[begin PROVIDED INFORMATION]

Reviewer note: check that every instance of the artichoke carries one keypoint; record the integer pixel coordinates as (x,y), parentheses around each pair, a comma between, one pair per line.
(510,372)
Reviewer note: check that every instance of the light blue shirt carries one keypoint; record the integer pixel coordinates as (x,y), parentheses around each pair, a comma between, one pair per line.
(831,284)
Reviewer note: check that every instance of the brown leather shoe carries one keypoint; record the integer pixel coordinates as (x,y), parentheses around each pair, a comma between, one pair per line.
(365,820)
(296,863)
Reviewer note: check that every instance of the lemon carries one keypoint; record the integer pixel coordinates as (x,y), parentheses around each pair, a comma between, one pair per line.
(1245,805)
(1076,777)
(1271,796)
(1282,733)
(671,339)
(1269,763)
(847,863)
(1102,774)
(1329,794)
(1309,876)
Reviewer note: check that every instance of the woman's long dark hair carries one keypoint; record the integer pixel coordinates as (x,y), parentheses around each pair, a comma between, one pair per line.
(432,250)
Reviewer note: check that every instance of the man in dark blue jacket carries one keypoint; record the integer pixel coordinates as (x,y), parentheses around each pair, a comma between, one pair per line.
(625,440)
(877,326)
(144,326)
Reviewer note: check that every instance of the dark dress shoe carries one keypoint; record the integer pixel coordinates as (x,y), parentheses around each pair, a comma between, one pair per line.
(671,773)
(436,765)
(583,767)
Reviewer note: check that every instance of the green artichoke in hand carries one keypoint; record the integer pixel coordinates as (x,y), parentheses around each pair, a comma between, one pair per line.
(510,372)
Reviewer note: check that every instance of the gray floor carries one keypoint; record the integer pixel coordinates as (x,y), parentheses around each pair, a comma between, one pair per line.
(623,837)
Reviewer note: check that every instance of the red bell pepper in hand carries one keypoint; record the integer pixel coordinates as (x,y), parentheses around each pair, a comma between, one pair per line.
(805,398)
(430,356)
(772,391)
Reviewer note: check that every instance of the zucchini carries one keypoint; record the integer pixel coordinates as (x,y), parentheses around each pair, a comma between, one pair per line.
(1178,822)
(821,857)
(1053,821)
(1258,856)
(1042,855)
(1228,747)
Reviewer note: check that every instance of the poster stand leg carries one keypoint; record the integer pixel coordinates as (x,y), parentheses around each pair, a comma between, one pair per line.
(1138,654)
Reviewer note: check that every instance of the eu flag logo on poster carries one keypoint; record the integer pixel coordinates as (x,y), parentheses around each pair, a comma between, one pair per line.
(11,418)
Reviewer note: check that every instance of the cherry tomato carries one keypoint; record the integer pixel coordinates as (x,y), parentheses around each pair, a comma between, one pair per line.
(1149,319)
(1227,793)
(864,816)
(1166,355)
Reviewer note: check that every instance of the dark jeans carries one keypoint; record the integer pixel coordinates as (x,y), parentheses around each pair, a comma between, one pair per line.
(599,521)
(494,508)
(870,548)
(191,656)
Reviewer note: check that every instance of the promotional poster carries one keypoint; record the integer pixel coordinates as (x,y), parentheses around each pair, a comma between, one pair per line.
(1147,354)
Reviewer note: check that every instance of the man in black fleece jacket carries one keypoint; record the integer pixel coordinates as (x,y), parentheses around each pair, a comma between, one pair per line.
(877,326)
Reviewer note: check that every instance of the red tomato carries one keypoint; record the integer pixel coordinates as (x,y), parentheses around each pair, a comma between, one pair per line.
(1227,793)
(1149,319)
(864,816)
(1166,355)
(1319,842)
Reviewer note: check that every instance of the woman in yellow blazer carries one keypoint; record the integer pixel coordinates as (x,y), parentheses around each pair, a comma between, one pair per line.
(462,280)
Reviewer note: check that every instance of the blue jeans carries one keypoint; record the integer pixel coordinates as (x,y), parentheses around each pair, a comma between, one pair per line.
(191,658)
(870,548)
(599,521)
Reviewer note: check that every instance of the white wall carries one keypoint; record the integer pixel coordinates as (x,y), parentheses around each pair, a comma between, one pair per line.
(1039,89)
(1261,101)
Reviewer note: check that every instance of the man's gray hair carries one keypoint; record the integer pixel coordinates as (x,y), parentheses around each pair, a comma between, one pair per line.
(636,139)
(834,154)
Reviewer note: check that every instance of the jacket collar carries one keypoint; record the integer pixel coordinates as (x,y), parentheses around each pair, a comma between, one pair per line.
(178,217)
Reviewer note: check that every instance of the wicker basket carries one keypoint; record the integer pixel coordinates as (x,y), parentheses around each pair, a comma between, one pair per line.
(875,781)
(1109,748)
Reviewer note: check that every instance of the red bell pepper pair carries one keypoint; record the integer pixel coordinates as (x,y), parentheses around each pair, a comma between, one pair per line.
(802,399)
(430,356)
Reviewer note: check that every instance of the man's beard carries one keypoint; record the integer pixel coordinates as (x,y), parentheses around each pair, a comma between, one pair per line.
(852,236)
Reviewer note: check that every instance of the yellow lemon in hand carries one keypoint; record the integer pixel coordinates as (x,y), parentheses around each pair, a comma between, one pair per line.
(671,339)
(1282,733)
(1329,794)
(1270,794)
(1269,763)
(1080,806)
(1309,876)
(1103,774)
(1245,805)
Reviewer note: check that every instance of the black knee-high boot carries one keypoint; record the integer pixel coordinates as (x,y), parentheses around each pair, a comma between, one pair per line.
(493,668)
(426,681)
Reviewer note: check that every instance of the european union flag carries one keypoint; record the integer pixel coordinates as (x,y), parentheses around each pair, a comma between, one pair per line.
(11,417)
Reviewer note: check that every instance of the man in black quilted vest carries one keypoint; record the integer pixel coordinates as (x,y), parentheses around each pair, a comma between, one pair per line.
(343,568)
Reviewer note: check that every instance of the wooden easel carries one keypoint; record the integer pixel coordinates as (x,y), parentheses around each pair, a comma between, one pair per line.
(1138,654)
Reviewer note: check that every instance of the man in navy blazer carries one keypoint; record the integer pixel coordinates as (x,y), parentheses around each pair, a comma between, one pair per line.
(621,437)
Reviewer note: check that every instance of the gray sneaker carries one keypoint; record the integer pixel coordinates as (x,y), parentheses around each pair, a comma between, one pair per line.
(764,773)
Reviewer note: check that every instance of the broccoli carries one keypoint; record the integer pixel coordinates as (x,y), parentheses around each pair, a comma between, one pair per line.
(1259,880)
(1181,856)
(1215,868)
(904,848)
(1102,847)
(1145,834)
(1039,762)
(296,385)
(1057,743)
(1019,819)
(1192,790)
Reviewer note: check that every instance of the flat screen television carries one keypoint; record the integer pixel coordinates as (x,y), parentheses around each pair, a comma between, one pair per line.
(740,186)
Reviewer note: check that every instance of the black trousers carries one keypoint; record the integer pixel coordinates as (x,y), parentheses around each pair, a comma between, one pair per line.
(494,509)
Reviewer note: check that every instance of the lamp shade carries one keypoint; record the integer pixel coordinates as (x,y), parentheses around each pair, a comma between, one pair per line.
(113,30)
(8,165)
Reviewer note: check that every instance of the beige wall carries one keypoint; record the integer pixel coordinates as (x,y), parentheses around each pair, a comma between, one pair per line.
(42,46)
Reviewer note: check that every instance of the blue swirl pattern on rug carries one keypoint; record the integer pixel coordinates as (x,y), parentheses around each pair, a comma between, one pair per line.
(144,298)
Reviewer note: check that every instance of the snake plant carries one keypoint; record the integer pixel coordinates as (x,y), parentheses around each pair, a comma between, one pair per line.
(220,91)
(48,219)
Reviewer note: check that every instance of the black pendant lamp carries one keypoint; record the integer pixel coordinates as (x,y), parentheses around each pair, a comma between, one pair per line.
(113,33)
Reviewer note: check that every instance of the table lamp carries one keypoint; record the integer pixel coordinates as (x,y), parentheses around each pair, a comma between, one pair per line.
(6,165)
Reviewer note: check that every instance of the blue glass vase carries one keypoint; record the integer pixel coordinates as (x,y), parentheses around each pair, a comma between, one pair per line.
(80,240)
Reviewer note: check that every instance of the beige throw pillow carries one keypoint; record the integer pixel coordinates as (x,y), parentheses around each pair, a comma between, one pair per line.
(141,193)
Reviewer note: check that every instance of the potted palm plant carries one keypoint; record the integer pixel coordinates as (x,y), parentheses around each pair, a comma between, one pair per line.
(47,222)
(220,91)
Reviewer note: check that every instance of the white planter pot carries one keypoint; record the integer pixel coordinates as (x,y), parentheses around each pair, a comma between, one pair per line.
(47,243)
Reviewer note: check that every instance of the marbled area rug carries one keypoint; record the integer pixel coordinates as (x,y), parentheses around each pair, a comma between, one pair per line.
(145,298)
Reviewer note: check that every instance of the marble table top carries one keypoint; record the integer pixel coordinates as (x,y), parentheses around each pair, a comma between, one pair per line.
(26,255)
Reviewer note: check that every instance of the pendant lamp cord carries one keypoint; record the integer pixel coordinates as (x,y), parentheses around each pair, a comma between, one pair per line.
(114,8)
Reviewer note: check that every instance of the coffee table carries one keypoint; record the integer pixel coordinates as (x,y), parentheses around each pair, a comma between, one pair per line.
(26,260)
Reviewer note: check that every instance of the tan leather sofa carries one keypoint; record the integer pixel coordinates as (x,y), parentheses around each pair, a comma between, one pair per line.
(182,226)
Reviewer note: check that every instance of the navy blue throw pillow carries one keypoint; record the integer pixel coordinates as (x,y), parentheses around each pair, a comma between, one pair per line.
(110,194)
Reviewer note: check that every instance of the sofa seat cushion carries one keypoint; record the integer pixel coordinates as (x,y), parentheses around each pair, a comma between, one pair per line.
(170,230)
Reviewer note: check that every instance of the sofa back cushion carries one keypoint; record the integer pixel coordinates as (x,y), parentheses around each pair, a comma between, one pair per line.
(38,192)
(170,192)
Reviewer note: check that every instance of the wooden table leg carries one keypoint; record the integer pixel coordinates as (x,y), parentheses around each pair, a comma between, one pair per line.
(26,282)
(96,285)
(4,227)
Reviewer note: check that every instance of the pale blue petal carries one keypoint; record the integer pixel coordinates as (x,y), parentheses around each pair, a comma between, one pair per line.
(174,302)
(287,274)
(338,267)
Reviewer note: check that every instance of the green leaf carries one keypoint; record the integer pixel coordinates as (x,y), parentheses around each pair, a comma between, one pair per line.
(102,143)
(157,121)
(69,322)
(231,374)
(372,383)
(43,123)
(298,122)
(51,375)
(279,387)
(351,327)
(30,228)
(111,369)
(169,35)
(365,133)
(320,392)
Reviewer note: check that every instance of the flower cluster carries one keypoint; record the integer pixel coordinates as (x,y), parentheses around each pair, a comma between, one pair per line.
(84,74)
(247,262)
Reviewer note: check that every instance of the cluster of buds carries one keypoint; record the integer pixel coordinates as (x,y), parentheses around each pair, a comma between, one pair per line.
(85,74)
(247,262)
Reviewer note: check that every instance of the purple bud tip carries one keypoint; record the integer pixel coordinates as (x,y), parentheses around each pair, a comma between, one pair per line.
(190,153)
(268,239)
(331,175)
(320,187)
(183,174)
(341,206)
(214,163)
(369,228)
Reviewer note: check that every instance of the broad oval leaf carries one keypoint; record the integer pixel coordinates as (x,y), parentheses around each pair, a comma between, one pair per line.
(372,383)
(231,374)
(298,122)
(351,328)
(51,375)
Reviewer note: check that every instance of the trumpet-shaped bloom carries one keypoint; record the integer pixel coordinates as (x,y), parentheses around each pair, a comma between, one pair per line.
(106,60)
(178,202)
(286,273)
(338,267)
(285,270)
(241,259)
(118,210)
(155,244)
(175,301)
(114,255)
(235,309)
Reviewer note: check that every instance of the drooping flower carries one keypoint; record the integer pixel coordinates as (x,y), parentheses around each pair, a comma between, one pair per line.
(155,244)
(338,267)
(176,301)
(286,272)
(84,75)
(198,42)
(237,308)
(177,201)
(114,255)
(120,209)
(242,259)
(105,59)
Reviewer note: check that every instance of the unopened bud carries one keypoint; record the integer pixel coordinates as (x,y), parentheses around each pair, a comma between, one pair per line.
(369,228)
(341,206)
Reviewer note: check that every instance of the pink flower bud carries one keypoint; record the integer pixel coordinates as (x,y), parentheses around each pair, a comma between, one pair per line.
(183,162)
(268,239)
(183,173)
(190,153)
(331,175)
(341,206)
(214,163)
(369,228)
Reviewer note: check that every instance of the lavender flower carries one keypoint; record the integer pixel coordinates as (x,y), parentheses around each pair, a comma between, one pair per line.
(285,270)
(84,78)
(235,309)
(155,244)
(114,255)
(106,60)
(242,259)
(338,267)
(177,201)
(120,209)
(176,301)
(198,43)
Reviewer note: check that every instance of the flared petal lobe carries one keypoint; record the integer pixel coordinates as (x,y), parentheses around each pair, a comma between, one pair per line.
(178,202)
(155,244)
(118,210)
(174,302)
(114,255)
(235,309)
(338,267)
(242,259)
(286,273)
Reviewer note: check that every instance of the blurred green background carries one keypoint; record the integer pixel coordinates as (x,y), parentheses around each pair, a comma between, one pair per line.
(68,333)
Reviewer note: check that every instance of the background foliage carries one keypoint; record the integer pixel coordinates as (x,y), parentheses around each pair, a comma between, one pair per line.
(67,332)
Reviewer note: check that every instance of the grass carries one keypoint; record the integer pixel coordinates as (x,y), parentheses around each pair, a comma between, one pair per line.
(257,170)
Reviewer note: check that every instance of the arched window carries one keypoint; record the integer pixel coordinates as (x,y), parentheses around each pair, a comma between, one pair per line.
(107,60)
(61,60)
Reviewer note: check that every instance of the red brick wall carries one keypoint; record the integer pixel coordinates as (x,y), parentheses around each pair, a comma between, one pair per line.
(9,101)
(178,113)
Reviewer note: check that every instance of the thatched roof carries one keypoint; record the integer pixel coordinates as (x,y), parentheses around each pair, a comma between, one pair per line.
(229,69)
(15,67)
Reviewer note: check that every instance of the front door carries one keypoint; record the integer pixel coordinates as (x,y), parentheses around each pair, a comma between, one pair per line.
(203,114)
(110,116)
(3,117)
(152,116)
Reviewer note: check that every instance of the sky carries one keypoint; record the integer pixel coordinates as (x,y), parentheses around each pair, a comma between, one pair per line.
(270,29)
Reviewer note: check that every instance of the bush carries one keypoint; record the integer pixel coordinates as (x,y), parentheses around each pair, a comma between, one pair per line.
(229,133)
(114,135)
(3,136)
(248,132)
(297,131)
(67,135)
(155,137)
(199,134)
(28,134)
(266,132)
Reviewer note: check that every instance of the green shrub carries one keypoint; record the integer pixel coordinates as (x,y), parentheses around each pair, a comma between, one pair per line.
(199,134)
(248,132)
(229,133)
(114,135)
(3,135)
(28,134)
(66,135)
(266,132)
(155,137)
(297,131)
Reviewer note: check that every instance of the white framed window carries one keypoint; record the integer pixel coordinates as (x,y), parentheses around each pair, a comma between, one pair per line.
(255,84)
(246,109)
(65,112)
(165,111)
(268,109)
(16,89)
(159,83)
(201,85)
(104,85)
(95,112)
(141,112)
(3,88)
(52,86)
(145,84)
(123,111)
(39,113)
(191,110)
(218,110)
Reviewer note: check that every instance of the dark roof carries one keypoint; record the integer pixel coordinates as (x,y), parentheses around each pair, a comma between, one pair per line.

[end PROVIDED INFORMATION]

» **WHAT IS BEING ASKED**
Quote every line from the line containing "Reviewer note: check that every instance of the white framed" through the closing line of the listing, including both.

» **REPLY TO THE EXERCISE**
Reviewer note: check that every instance of the white framed window carries one keypoint; record the integer pixel coordinates as (x,y), parentheses around each pair, a comma between, one pair per line.
(255,84)
(246,109)
(65,112)
(165,111)
(268,109)
(16,89)
(159,83)
(201,85)
(104,85)
(95,112)
(141,112)
(3,88)
(52,86)
(145,84)
(123,111)
(39,113)
(191,110)
(218,110)
Reviewer note: check that every instance of the dark roof carries one keypoint; record the integer pixel coordinates as (x,y), parentheses around each pair, a comma between, one pair per line.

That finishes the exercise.